*EXTRAIT DE TEXTE*

Il ressort en effet de la demande décision préjudicielle que, dans le cadre de la construction d’une autoroute, PORR avait accepté, de la part d’au moins trois fournisseurs, des factures établies sous le régime de la taxation ordinaire et sur lesquelles la TVA était indiquée. PORR avait payé ces factures, déduit les montants de TVA indiqués, puis demandé leur remboursement. Or, l’administration fiscale a considéré que les opérations économiques figurant sur les factures en cause se rapportaient à une activité principale de construction et que, conformément aux règles nationales applicables, elles auraient dû être soumises au régime de l’autoliquidation de la TVA. Les émetteurs des factures auraient donc dû établir les factures sans y inscrire la TVA ou auraient dû y indiquer qu’elles étaient soumises au régime de l’autoliquidation.

19

L’administration fiscale a donc conclu que PORR pouvait bénéficier du droit à déduction des montants de TVA indiqués sur ces factures seulement en vertu de l’article 120, sous b), de la loi relative à la TVA, et non en vertu de l’article 120, sous a), de cette loi. Elle a indiqué qu’il n’y avait pas eu double imposition et que l’erreur de facturation commise ne libérait pas PORR des sanctions prononcées. Elle a également souligné que les émetteurs des factures en cause au principal pourraient être invités à rectifier ces factures.

20

PORR a introduit devant le Fővárosi Közigazgatási és Munkaügyi Bíróság (tribunal administratif et du travail de Budapest-Capitale, Hongrie) un recours contre la décision de l’administration fiscale. Dans le cadre de son recours, elle fait valoir, à titre principal, que l’administration fiscale s’est livrée à une qualification erronée des faits en considérant que les factures en cause au principal relevaient de la taxation par autoliquidation.

21

À titre subsidiaire, PORR soutient que, à supposer que ces factures relevaient effectivement de la taxation par autoliquidation, l’administration fiscale ne l’aurait pas moins privée du droit à déduction de la TVA. Cette société souligne que l’administration fiscale n’a pas contesté l’existence des opérations réalisées avec les sociétés ayant émis les factures, et ajoute que ces sociétés ont vraisemblablement satisfait à leur obligation de payer la TVA perçue, c’est-à-dire ont versé la TVA au budget national.

22

PORR fait ainsi observer que l’administration fiscale a manqué à son obligation de vérifier si les émetteurs des factures en cause au principal s’étaient acquittés de la TVA et s’il leur était encore possible de rectifier ces factures. Cette administration n’aurait a fortiori pas pris en compte la circonstance qu’une telle rectification était probablement exclue, l’autorévision étant en effet interdite en cas de contrôle portant sur des déclarations passées. Par conséquent, la possibilité d’exercer le droit à déduction serait définitivement éteinte pour cette société.

*LIGNES EXTRAITES*
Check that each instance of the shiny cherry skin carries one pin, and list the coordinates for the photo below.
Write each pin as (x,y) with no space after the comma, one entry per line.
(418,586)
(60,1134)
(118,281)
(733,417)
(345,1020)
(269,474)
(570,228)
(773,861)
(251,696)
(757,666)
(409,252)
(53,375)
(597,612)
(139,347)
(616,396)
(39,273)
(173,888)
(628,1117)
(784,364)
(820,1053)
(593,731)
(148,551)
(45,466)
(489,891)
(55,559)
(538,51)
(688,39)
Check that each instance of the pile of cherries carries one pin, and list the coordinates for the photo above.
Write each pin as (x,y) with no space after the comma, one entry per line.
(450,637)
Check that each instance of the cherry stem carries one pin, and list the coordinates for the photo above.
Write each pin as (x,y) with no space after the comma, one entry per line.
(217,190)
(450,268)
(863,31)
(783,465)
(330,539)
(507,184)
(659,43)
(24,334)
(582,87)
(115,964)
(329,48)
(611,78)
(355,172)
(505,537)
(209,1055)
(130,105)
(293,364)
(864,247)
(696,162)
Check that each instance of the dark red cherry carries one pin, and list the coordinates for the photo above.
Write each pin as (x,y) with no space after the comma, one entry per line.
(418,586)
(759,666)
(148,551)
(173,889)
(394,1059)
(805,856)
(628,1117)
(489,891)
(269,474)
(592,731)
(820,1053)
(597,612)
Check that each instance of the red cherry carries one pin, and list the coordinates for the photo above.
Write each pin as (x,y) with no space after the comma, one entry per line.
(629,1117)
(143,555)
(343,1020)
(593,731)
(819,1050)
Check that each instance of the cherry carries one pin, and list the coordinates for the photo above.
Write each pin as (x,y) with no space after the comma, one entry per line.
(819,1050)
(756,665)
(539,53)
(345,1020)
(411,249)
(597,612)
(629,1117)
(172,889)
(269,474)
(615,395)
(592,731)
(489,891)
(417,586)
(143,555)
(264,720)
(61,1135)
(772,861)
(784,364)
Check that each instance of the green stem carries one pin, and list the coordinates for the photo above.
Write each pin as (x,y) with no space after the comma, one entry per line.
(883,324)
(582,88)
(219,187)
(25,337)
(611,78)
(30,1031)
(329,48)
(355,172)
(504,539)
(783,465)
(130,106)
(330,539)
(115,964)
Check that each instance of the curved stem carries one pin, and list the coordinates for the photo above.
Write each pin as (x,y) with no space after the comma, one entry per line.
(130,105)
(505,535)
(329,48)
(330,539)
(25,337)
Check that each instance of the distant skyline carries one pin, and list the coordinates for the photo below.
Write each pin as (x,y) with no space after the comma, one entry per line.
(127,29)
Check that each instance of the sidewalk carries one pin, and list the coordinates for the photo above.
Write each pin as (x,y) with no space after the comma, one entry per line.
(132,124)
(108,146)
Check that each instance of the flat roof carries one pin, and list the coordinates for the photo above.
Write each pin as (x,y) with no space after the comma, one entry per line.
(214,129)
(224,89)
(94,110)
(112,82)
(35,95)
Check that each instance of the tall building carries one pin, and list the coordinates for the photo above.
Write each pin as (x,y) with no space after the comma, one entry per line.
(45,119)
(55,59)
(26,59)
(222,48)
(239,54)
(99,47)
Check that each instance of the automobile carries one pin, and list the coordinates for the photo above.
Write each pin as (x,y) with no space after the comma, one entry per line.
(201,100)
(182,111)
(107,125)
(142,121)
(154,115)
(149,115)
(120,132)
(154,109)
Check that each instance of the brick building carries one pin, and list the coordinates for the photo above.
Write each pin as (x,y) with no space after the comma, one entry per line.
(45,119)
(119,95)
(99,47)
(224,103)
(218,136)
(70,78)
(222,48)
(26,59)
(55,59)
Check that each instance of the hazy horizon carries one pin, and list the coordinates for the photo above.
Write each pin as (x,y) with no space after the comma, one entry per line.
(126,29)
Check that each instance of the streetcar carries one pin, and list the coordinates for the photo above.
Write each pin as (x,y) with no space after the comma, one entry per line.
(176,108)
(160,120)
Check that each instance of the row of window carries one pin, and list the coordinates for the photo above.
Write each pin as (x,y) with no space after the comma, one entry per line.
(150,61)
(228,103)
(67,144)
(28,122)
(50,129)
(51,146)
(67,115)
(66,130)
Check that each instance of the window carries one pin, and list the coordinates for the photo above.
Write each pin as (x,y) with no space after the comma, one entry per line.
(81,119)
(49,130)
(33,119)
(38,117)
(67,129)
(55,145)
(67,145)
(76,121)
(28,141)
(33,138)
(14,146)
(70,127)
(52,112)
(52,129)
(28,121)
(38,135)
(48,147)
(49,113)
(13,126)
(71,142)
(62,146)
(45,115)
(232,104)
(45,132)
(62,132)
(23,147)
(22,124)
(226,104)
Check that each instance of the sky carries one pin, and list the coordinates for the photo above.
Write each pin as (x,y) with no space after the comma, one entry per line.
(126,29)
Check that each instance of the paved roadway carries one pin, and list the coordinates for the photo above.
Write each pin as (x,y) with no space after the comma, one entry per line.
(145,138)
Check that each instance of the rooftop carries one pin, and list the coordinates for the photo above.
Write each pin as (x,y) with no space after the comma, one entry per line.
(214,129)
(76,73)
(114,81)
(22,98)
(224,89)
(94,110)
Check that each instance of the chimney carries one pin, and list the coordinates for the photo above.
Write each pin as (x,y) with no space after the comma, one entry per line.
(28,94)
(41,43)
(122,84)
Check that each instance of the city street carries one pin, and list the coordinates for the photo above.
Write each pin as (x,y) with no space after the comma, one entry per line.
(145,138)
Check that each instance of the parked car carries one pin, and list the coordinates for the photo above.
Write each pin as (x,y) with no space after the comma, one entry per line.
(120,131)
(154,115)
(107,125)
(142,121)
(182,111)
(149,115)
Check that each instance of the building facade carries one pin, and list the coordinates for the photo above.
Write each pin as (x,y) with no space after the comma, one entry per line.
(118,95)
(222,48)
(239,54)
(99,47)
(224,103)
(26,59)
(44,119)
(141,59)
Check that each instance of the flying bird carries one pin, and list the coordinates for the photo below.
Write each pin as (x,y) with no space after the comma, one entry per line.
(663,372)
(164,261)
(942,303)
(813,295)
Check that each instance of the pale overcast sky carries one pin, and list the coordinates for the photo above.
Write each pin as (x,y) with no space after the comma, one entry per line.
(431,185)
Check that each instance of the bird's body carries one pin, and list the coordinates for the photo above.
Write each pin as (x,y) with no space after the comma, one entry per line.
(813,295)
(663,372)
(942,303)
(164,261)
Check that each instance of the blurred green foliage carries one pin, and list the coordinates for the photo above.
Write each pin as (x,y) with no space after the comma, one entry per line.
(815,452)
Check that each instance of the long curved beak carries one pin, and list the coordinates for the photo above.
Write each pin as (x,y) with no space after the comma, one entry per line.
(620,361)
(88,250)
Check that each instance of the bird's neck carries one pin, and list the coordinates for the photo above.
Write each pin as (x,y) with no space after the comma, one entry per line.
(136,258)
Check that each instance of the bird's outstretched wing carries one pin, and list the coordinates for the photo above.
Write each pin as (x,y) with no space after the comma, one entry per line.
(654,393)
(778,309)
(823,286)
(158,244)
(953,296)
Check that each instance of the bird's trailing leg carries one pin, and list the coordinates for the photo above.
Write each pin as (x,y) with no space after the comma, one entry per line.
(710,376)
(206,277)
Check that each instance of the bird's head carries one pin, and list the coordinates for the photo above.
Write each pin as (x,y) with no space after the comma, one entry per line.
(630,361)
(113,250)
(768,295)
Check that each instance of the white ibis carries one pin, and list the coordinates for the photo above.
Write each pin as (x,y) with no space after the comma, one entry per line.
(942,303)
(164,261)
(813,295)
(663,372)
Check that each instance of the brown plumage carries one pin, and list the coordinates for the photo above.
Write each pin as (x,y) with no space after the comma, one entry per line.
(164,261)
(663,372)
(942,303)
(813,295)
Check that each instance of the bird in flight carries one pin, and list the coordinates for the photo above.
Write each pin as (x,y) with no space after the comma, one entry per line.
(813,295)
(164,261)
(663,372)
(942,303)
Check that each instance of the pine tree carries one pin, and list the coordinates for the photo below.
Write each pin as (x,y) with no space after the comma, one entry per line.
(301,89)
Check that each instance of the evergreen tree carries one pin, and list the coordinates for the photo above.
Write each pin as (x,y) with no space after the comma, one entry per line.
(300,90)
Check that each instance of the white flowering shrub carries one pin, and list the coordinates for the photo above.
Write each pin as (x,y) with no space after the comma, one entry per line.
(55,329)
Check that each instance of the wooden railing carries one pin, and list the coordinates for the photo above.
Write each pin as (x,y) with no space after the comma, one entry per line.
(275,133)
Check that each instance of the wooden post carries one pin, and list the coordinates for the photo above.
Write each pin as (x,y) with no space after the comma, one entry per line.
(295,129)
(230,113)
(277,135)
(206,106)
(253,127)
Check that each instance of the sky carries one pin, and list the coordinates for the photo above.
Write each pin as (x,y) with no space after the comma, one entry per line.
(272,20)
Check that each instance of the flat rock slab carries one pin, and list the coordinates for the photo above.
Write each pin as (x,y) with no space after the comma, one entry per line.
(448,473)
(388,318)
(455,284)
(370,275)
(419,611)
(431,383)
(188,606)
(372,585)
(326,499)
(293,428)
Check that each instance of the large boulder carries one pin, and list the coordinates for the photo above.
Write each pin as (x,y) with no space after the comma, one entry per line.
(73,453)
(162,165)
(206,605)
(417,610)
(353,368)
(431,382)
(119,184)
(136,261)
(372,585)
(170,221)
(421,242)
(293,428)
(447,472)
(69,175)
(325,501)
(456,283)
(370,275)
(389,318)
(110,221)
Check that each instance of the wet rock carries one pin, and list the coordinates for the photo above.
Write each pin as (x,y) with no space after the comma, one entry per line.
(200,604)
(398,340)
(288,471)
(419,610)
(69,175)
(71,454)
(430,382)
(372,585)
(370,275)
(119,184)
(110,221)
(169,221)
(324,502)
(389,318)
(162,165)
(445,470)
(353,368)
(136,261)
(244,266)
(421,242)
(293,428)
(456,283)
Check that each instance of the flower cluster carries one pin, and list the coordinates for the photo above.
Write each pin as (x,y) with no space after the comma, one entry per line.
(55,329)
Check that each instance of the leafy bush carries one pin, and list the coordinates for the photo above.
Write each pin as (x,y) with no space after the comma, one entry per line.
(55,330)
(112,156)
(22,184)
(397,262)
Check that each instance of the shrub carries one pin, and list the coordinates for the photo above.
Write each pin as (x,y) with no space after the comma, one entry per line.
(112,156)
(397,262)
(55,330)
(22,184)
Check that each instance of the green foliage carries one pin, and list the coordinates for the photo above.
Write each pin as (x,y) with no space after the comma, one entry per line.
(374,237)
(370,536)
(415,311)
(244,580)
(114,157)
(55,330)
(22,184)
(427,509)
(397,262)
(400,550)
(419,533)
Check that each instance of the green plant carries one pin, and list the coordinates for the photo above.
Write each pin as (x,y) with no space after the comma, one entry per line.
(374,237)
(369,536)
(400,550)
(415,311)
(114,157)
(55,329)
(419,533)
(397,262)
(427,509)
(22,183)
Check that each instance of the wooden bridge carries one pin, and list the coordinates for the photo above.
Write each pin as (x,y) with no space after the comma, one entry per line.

*CONSIGNE ÉCRITE*
Prolongez le texte sur le droit à déduction de la TVA réclamé par PORR après sa dernière phrase. Les lignes ne servent pas ici.

*LA RÉPONSE*
23

En défense, l’administration fiscale fait valoir qu’elle a accordé à PORR le droit à déduction de la TVA versée en amont concernant les factures émises en vertu du régime de l’autoliquidation, ce qui exclurait le risque de double imposition.

24

Le Fővárosi Közigazgatási és Munkaügyi Bíróság (tribunal administratif et du travail de Budapest-Capitale) fait référence à la jurisprudence de la Cour selon laquelle, si le remboursement de la TVA versée par erreur aux autorités fiscales devient impossible ou excessivement difficile, notamment en cas d’insolvabilité du vendeur, le principe d’effectivité exige que l’acquéreur des biens en question puisse diriger sa demande de remboursement directement auprès des autorités fiscales. Ainsi, les États membres devraient prévoir les instruments et les modalités procédurales nécessaires pour permettre audit acquéreur de récupérer la taxe indûment facturée afin de respecter le principe d’effectivité.

25

Selon la juridiction de renvoi, l’administration fiscale aurait dû vérifier si les émetteurs des factures pouvaient rembourser à la requérante au principal les montants de TVA payés à tort et s’ils étaient en droit de récupérer ces montants auprès de cette administration. En effet, compte tenu du fait que la procédure de contrôle fiscal avait débuté, ce qui empêchait le recours à toute autorévision, l’administration fiscale aurait dû procéder à la régularisation de la situation. Aussi la juridiction s’interroge-t-elle sur la question de savoir sur la base de quelle procédure, à savoir une procédure juridictionnelle administrative ou une nouvelle procédure devant l’administration fiscale, la requérante au principal doit être en mesure d’obtenir le montant de la TVA indûment versée.

26

Dans ces conditions, la juridiction de renvoi a décidé de surseoir à statuer et de poser à la Cour les questions préjudicielles suivantes :

« 1)

Faut-il interpréter les dispositions de la directive [2006/112] et, plus particulièrement, les principes de proportionnalité, de neutralité fiscale et d’effectivité, en ce sens qu’ils s’opposent à une pratique en vertu de laquelle l’autorité fiscale d’un État membre a, hors le cas d’une fraude fiscale, rejeté, au moment de statuer, le droit à déduction susceptible d’être exercé sur la base d’une facture où la TVA était établie selon la taxation ordinaire, étant entendu que l’opération en cause appelait l’établissement d’une facture au titre de la taxation par autoliquidation mais que l’autorité fiscale n’a pas, avant de rejeter le droit à déduction, examiné

si l’émetteur de la facture pouvait rembourser au destinataire de celle-ci le montant de la TVA indûment payée et

si l’émetteur de la facture pouvait légalement (selon le droit interne de l’État membre) rectifier la facture dans le cadre d’une autorévision et récupérer sur cette base auprès de l’autorité fiscale la taxe indûment versée par lui ?

2)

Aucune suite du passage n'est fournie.